STATED EXERCISE 1: Reproduce the part of the article on Arizona's Proposition 120 from "In fact, voters" up to and including "in January 1908.", word for word.
STATED EXERCISE 2: Rewrite the records from the line with "label=flower bud action=locate" up to and including their last line, swapping "blue sky" for "clear sky" and leaving everything else unchanged. Return only those lines.

SUPPLIED PASSAGE:
++++++

On Tuesday, America almost lost the Grand Canyon.
It wasn’t an act of terror or another natural disaster. It was an act of democracy. Citizens of Arizona took to the polls to decide whether the American icon, one of the seven wonders of the natural world, would belong to all Americans, or whether the “Grand Canyon State” would become just that.
Proposition 120, the Arizona Declaration of State Sovereignty Amendment, declared “sovereign and exclusive authority and jurisdiction over the air, water, public lands, minerals, wildlife and other natural resources within [the state’s] boundaries.”
The controversial ballot measure, backed by the Republicans in the state legislature, made exemptions for Native American reservations and federal installations like forts, but would have essentially transferred control of parks like the Grand Canyon from the federal government to the state if it had passed, which it didn’t.
In fact, voters handily rejected the proposition by a margin of 2-to-1, but it opened up a dialogue that proponents say is the first step toward change. They may have lost the battle, they say, but the war is just beginning.
The Battle For Arizona
Teddy Roosevelt, the great champion of American conservation, declared the 277-mile (446km) Grand Canyon a national treasure in January 1908.
“Let this great wonder of nature remain as it now is. Do nothing to mar its grandeur,” he proclaimed.
Many conservationists feared that if the park lost its federal protection, it could also lose some of that grandeur.
The Arizona Wilderness Coalition figured that Proposition 120 would affect about 25 million acres of public lands, including 20 national park units, 90 wilderness areas, and dozens of wildlife refuges and units of the National Conservation Lands system. The organization further claimed the measure “would be a budgetary boondoggle for Arizona” as the state sold off lands meant for public benefit.
Sandy Bahr, director of the Sierra Club’s Grand Canyon Chapter, said Tuesday’s vote sent a strong message to the Arizona Legislature that citizens of the state support public lands and important laws like the Clean Air Act and Clean Water Act, which the Sierra Club believed were threatened by the proposition.
“It is clear that the legislature is out of touch with the people of Arizona when it comes to protecting our environment,” she said. “Grand Canyon, Saguaro and Petrified Forest national parks are all part of our national heritage and belong to all Americans, including future generations of Americans. They should not be left to the politics of an out-of-touch and short-sighted Arizona Legislature.”

++++++

PROVIDED RECORDS:
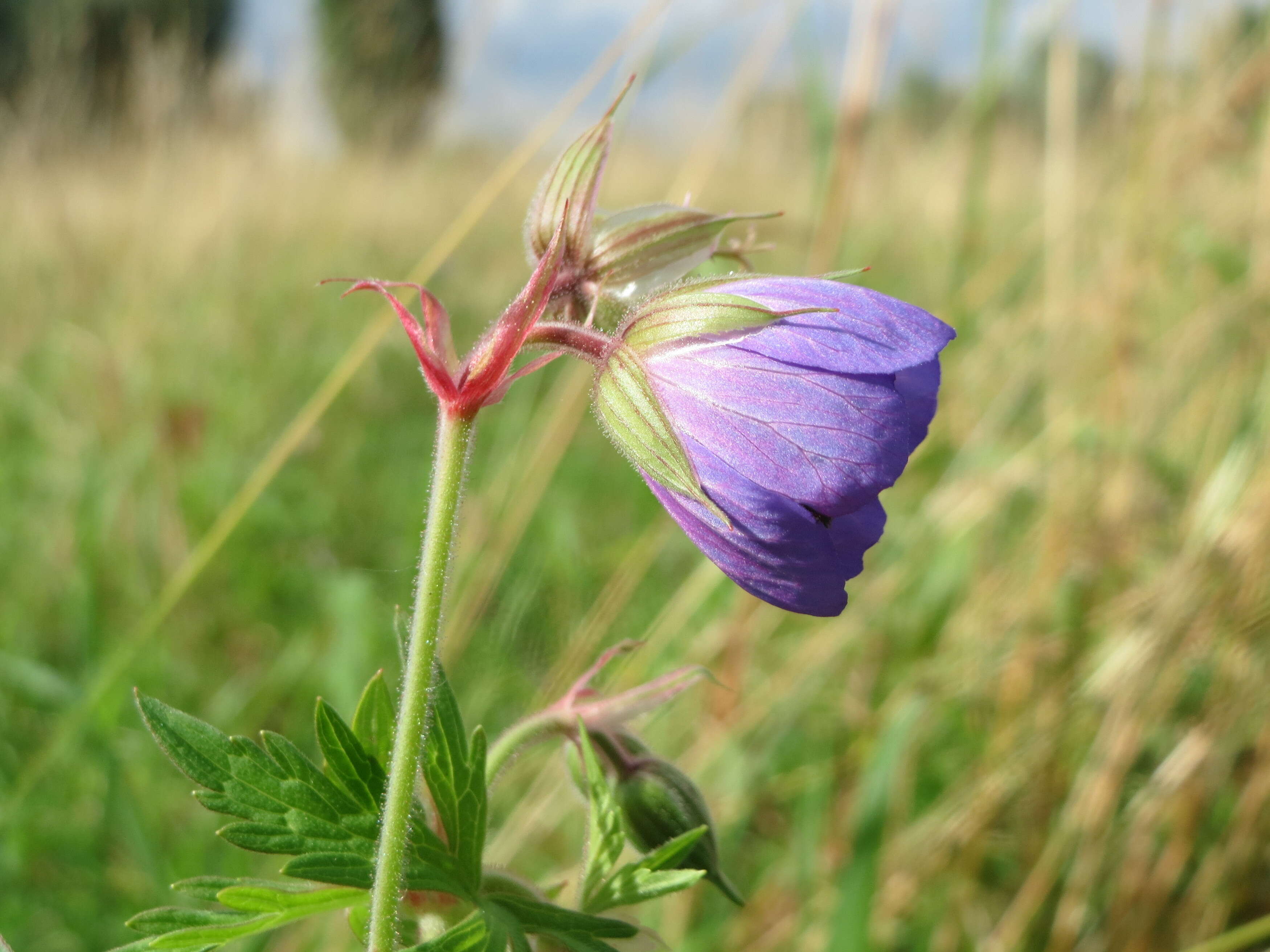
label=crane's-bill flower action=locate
[596,277,955,616]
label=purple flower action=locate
[584,277,955,616]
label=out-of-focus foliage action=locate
[318,0,446,147]
[0,0,233,121]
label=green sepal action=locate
[621,289,802,354]
[616,758,746,905]
[353,669,396,771]
[594,345,730,526]
[587,205,780,296]
[525,84,630,265]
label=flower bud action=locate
[616,758,744,905]
[525,76,635,268]
[586,205,779,301]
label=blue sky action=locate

++++++

EXERCISE SOLUTION 1:
In fact, voters handily rejected the proposition by a margin of 2-to-1, but it opened up a dialogue that proponents say is the first step toward change. They may have lost the battle, they say, but the war is just beginning.
The Battle For Arizona
Teddy Roosevelt, the great champion of American conservation, declared the 277-mile (446km) Grand Canyon a national treasure in January 1908.

EXERCISE SOLUTION 2:
label=flower bud action=locate
[616,758,744,905]
[525,76,635,268]
[586,205,779,301]
label=clear sky action=locate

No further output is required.